═══ Information provided ═══

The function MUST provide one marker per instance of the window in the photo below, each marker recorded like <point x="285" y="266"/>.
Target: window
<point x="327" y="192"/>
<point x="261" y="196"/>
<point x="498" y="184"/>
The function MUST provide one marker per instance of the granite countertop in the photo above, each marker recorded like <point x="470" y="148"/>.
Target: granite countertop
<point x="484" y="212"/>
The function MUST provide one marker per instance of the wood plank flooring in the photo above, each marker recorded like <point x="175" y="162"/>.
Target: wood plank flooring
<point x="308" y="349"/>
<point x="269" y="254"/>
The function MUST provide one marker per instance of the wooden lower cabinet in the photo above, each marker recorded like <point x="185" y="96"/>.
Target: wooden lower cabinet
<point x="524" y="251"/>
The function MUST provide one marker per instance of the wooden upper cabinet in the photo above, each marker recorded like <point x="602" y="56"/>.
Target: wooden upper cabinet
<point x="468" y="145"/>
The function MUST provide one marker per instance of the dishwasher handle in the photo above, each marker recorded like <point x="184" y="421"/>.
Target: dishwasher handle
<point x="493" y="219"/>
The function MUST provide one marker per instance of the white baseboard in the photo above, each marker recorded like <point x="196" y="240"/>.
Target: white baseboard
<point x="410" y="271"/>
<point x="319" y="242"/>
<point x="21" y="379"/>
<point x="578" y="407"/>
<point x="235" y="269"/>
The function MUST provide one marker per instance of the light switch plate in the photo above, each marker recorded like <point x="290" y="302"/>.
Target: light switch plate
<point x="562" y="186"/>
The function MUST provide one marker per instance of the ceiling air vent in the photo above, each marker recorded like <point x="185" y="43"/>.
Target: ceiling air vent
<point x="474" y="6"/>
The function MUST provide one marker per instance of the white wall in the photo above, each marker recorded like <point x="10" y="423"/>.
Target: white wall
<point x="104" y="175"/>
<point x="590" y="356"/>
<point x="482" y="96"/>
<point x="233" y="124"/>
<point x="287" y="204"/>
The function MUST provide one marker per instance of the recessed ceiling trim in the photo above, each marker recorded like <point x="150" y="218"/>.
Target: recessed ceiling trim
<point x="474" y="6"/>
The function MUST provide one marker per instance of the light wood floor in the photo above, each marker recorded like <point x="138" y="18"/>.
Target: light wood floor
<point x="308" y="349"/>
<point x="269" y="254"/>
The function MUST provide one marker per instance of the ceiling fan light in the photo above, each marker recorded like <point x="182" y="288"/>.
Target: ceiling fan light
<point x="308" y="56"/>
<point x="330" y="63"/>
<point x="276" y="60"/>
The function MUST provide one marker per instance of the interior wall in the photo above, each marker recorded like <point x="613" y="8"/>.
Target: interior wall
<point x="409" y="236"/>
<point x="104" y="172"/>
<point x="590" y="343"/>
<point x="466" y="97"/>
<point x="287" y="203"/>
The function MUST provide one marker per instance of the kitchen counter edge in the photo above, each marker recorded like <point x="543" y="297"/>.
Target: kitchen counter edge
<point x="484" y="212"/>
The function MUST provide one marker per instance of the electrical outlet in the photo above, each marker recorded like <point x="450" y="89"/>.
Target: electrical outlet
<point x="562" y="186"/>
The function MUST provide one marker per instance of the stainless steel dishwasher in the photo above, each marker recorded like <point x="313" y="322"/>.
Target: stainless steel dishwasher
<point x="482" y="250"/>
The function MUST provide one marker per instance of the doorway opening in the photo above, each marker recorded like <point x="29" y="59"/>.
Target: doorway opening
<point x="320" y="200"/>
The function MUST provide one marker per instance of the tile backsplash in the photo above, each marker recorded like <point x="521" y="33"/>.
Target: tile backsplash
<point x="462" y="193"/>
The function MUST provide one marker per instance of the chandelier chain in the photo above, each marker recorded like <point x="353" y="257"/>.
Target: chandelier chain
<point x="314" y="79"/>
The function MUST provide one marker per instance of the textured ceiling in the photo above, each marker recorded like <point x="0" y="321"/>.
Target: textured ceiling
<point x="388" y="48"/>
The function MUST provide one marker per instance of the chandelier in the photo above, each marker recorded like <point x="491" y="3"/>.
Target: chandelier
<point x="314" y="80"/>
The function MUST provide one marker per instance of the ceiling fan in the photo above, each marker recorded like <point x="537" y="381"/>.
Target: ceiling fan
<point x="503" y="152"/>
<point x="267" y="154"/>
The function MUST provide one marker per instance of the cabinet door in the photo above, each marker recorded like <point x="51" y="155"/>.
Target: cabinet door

═══

• Your task: Please write out every line from the one containing "ceiling fan in" down to the end of the listing, shifting each coordinate in the answers up by 69 and leaving all other text as it is.

• Correct answer:
The function MUST provide one marker per instance of the ceiling fan in the photo above, each marker recorded like <point x="537" y="381"/>.
Target: ceiling fan
<point x="572" y="221"/>
<point x="336" y="223"/>
The function MUST provide one marker per instance of the cabinet door in the photo above, each marker recorded like <point x="51" y="155"/>.
Target: cabinet door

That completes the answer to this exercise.